On Friday, April 22, 2016, three months after my brother’s third release from S. Wilder Youth Development Center, he was rushed to the ER after being shot in the heart.
I asked the funeral director if I could see you before we all went home and he said, “Of course.” When I entered the chapel, your body was covered by a red velvet blanket but your face was visible. Your lips had lost some of their color, your skin as dark and smooth as it had always been, but your head had taken on a different shape. It had been flattened during the autopsy, and I thought about the times I’d whop you upside your head when you were little and up to no good. You asked me once, “Why you always doin’ that? Why you always hittin’ me?” You were eight years old when you asked me those questions, and everything about your face seemed to be trying to meet in the middle. I never hit you again.
In the chapel, I smiled at a hairdresser pressing and curling a deceased old Black woman’s gray hair. He offered a close-mouthed smile, bowed his head slightly when he did, and went back to pressing, curling, and humming, just a little bit. I walked over to your body, raised the blanket to look at your chest and then your legs, tracing over my name tattooed on your arm, then kissed your forehead and held your hand.
Everyone else joined me in the chapel after a little while. I told the funeral director, “He look good. He look just like his self.” He said, “Yeah, we takin good care of him,” and asked when we’d bring your suit by. I smirked and said, “Nah, we ain’t gone be doing that. He wasn’t no suit and tie kind of guy,” and we all laughed a little bit. I had never seen you in a suit. I didn’t want the first time to be in a casket. We buried you in a royal blue Ralph Lauren button-down and True Religion jeans.
Granny and Paris stood over your body teary-eyed, but they never actually cried. Paris, his wife, and his aunt stood on one side of your body. I stood on the other, and Granny and the funeral home director stood before your head. At your feet, Paris raised the blanket just enough to see. I could tell he looked at all of your toes. He moved toward your legs, touched your first gunshot wound. He moved toward your penis, and I looked away. I didn’t want to see him see you. I wanted him to have a private moment with you, his only son, his only child.
When you and your father were face-to-face, he brought his finger to your chin, stroked the shadow of facial hair there, said, “Look at his peach fuzz.” The women hummed a sweetness. I swallowed the sadness caught in my throat.
Paris didn’t warn any of us before he pulled the velvet blanket past your chest. The sweetness dissipated. Granny grabbed her heart and stumbled backward until she was stopped by a column and ran from the chapel without a word. We could all see where the bullet had pierced your flesh and taken your life. On the playground of Frayser Elementary, you’d been shot in your heart. Your father apologized.
I asked if I could be left alone with you. When they were all gone, I held my cheek to your cheek. I held my cheek to your lips. I kissed your forehead again. I kissed your eyes. I kissed your nose. I stroked your ears. I stroked your arms. I held your fingers. I held you. I held you for a long time. You’d been torn open twice and no one had hugged you yet.
*
Earlier that day at home, Mallory, Jeremiah’s girlfriend, had come into my bedroom while I was sleeping to wake me. She said, “Get up. Come outside. It’s something outside gone make you happy,” and shook my body a little bit. “Come on. Hurry up.”

(Dataset records on where objects are located)
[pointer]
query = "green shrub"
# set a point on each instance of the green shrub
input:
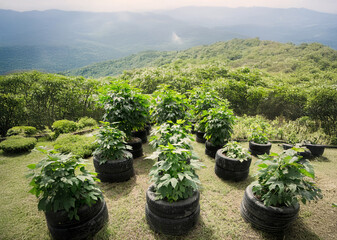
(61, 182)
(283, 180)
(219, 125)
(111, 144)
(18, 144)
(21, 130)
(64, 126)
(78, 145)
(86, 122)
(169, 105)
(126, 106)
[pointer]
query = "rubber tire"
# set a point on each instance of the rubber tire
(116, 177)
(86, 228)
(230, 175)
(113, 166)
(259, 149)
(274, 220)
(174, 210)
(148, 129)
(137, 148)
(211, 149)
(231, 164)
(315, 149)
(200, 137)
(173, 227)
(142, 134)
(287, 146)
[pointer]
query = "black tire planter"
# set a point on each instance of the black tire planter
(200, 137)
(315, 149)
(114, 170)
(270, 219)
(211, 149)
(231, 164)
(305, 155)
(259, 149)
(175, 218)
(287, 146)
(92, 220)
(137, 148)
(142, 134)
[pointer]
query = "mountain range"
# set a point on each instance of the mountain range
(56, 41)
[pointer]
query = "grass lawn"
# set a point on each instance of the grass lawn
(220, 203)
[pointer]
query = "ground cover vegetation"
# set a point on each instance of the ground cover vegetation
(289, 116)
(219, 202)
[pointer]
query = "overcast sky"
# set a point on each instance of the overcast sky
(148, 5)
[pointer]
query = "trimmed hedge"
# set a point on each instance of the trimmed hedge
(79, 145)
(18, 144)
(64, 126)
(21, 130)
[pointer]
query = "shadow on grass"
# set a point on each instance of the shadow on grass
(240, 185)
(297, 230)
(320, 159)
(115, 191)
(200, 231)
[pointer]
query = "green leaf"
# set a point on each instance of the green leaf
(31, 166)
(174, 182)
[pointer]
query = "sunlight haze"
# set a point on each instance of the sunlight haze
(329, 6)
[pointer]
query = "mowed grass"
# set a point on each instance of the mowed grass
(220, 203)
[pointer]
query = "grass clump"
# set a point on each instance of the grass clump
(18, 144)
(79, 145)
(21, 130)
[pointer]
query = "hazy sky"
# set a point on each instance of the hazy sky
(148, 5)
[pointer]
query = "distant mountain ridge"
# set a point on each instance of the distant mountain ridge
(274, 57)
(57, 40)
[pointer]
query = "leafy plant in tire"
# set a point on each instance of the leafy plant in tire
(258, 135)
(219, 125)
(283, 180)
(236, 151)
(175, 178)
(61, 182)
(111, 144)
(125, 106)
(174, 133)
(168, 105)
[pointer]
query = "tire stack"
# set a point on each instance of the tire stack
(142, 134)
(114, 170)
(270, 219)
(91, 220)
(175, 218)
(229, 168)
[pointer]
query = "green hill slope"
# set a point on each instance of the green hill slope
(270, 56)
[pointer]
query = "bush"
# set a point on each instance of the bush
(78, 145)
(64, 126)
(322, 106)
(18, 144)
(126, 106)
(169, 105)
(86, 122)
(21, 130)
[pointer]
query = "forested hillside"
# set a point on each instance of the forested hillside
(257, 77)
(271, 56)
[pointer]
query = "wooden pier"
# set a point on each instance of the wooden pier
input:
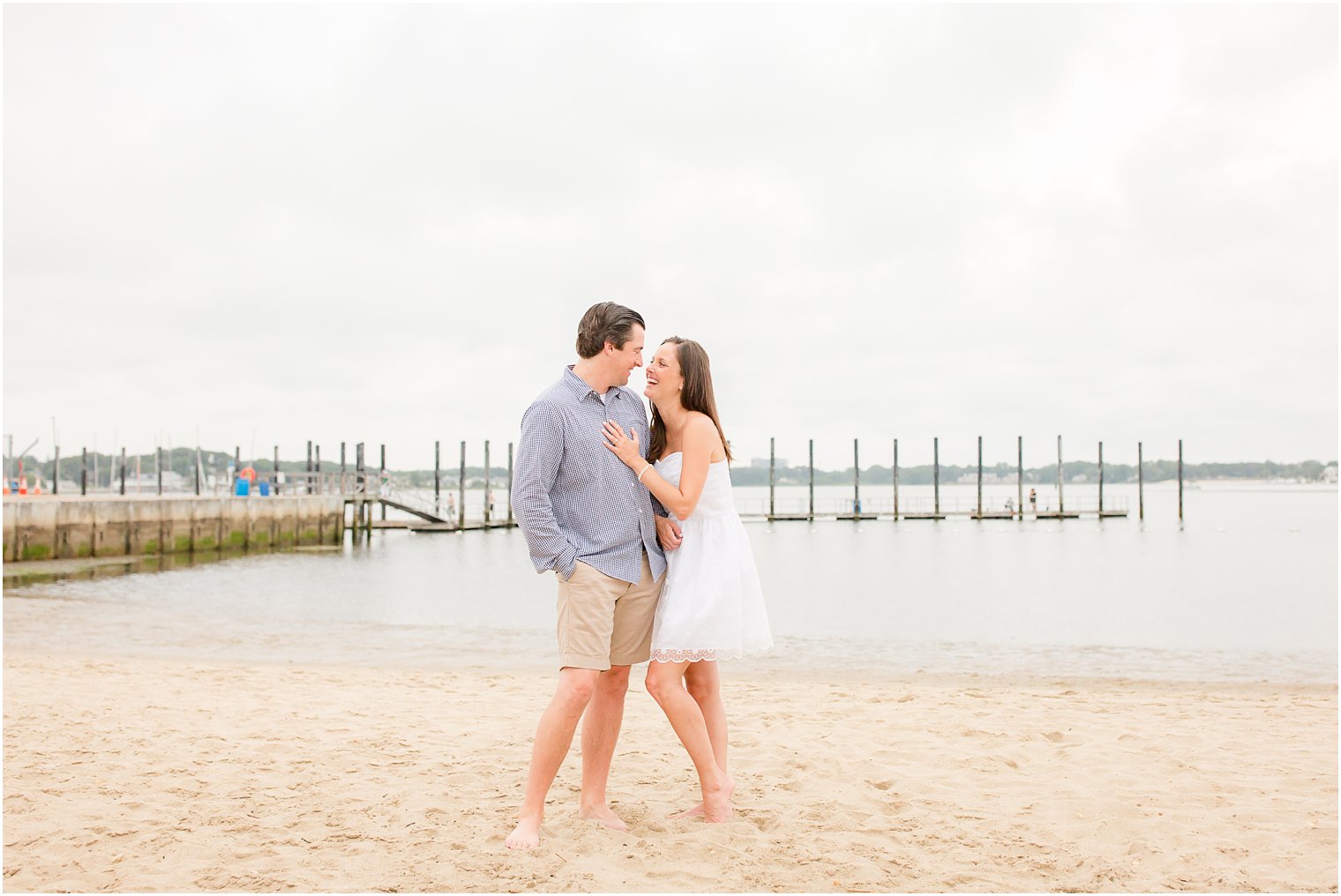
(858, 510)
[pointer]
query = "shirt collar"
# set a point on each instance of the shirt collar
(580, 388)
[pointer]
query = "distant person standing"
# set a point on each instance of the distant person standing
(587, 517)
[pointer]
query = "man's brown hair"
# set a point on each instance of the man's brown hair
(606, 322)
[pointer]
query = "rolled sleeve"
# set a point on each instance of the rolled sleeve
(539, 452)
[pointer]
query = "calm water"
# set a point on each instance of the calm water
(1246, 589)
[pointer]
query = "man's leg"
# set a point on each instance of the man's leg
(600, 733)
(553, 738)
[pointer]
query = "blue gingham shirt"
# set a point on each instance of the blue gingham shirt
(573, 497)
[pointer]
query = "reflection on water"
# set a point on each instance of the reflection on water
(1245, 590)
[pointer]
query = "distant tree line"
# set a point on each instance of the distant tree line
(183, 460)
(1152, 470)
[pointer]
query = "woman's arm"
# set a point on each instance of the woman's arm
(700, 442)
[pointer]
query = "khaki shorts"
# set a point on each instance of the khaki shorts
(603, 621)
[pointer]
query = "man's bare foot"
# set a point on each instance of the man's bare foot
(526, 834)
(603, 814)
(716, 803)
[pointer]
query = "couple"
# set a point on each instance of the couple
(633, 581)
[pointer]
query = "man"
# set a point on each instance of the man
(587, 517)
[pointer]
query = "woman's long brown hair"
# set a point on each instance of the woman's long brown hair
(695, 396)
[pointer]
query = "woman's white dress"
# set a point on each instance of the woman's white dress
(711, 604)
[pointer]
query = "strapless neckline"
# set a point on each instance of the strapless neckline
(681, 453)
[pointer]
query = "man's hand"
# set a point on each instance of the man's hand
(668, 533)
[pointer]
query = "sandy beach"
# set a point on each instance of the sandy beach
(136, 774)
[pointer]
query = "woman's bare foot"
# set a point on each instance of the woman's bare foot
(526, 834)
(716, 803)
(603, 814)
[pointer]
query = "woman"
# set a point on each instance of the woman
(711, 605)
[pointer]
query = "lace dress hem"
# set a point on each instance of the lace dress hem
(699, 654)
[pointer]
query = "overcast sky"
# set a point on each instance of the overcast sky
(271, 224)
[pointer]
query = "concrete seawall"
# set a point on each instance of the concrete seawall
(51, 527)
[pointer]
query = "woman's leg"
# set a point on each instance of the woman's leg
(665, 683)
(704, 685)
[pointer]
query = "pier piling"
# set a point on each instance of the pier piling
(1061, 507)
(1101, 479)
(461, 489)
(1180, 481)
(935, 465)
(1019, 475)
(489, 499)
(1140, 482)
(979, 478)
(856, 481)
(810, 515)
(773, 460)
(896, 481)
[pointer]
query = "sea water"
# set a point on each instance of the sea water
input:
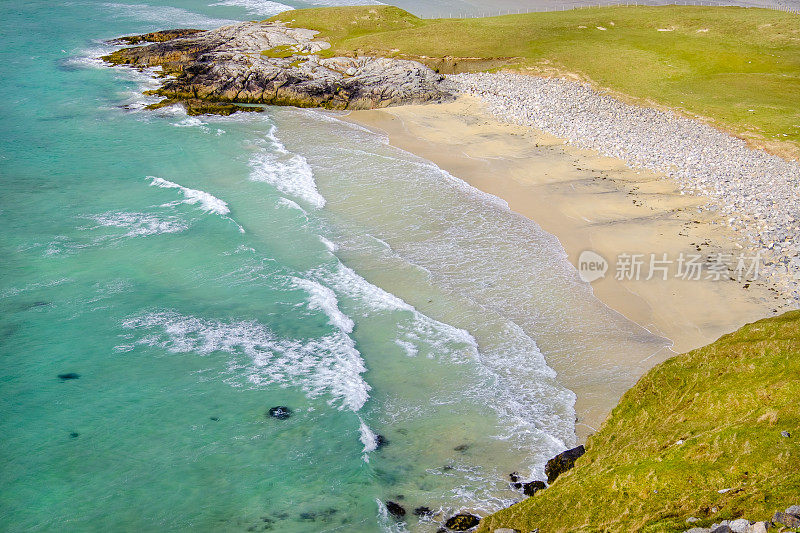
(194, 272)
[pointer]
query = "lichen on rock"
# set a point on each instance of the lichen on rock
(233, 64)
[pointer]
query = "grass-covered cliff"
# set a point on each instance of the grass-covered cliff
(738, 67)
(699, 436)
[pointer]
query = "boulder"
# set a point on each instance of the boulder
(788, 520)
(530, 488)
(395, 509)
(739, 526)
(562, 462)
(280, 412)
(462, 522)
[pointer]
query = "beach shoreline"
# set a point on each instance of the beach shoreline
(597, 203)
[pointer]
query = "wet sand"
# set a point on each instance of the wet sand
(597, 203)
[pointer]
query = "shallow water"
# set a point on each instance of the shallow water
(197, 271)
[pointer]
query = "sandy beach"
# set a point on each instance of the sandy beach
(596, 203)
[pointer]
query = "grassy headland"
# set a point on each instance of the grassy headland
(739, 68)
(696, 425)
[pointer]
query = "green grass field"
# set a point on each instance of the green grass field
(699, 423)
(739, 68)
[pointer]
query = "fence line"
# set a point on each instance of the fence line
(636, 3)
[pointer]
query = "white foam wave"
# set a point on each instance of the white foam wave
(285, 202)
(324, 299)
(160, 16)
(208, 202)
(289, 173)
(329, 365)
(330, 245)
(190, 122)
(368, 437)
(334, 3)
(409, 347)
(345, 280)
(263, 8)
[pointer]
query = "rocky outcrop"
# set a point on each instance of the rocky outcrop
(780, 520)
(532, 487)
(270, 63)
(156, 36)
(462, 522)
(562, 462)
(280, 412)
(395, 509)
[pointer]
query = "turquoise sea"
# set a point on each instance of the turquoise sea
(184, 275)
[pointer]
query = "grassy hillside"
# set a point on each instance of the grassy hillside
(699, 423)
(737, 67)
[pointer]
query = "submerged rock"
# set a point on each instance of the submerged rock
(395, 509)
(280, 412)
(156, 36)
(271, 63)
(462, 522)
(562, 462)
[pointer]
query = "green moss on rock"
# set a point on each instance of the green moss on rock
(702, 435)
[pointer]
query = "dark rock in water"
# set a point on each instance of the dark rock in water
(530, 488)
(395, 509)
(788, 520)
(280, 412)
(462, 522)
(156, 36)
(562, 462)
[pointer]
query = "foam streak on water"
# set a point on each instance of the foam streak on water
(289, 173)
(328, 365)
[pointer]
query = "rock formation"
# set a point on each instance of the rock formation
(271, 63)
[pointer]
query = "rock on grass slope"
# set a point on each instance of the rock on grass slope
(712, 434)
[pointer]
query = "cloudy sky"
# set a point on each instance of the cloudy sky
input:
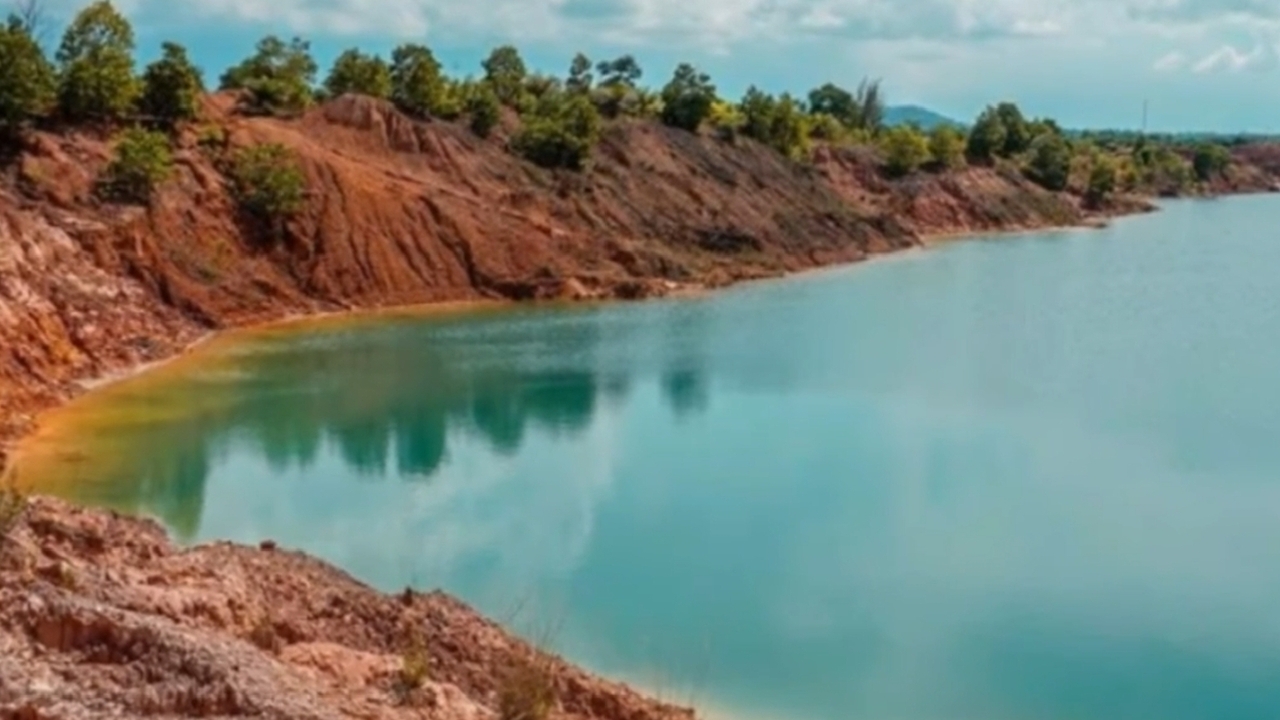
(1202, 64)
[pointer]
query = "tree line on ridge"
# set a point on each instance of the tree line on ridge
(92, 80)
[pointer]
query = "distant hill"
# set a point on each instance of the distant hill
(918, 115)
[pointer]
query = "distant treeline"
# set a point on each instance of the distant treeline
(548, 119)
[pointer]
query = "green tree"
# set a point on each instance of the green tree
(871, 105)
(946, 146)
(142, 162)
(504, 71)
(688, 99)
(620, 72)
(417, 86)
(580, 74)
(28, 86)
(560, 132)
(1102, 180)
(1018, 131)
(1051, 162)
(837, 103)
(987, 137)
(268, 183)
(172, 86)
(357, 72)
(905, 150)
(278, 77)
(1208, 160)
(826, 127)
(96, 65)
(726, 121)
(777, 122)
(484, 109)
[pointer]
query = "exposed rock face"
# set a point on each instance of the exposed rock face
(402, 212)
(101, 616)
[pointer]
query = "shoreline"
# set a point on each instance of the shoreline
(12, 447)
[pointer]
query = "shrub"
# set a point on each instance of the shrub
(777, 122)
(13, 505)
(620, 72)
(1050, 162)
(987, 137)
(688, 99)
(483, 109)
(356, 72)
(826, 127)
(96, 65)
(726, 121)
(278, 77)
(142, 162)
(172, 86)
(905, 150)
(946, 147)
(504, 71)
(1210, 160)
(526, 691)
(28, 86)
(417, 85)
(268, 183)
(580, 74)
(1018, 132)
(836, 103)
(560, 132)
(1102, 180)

STATED TASK 1: Return each line of the records that contains the string "lichen", matching case exactly.
STATED TASK 2: Write the next part of the essay about the brother's death, continuing after its last sentence.
The records are unrelated to the essay about the brother's death.

RESPONSE 1:
query = "lichen on rock"
# set a point on each instance of the lichen on rock

RESPONSE 2:
In the driveway, I stared at your face in a 24×36 framed photo no one had ever seen of you. Nia had found it in your phone and had it printed at Walgreens. I couldn’t stare at your face for long. You were too you, too not you. You were too there, too not there. It felt like you were alive, like the photo had encapsulated your spirit. It terrified and confused me. You looked troubled, haunted by something, eyes filled with a sadness I’d never seen before. Your friends smiled, laughed, and posed for pictures with you, but all I could do was cry.
I went inside, sat on Mama’s bed with Granny. She said, “I caint look at it neitha.”
I asked her, “Why he look like that?”
She slowly shook her head, said, “You see it too. In his eyes.”
I asked, “Why my brother look like he askin’ me a question Ion know the answer to?”
She said, “What do death feel like?”
At N.H. Owens and Son Funeral Home that afternoon, before I left you, I whispered in your ear: “You don’t have to worry about that anymore.”
*
At home later that afternoon, I sat in the very same chair you sat in for breakfast on the morning I wanted to be your first, last, and only release from Wilder.
You were too you, too not you. You were too there, too not there.
That morning, I thought you’d always be free, thought you’d always be home. Only you and I sat at the dining room table for pancakes, bacon, and eggs that morning. I’d taken more than a few bites of my breakfast before I realized you hadn’t said a word since we sat down, before I realized you hadn’t even moved yet. I looked over and watched tears roll down your face and onto your pancakes. I asked you what was wrong over and over and over again. I don’t know what you mumbled to yourself that morning, but you said it over and over and over.
*
We moved into the four-bedroom home on Whitney Avenue in Frayser the summer before I began ninth grade at Central High School in Midtown. Weeks before we moved, my best friend, Jadira, asked me, “Why Granny movin’ out there? It’s bad out there.”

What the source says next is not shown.